Coordinate annotation records:
◇ ◇ ◇ ◇ ◇

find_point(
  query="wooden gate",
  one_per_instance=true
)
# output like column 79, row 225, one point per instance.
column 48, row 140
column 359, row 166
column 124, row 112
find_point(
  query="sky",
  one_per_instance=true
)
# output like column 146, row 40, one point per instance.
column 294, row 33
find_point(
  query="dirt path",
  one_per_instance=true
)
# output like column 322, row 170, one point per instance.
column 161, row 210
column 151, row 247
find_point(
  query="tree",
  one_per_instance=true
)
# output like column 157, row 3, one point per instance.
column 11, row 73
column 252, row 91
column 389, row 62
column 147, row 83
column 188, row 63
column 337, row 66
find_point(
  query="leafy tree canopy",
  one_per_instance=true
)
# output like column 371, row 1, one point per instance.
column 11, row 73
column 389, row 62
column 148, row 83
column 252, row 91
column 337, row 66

◇ ◇ ◇ ◇ ◇

» **Exercise brief**
Quote every line of the data, word for word.

» **Problem solution**
find_point(
  query="wooden gate",
  one_per_instance=true
)
# output like column 79, row 225, one point per instance.
column 48, row 140
column 359, row 166
column 124, row 112
find_point(
  query="sky",
  one_per_instance=true
)
# output like column 146, row 40, one point per instance.
column 294, row 33
find_point(
  query="dirt path",
  one_per_instance=true
)
# output like column 322, row 170, one point per instance.
column 161, row 210
column 151, row 247
find_point(
  query="tree",
  one_per_instance=true
)
# output like column 157, row 3, one point per instance.
column 11, row 73
column 252, row 91
column 389, row 62
column 147, row 83
column 188, row 63
column 337, row 66
find_point(
  query="leafy tree canopy",
  one_per_instance=true
)
# output like column 371, row 1, one point per instance.
column 11, row 73
column 389, row 62
column 148, row 83
column 252, row 91
column 337, row 66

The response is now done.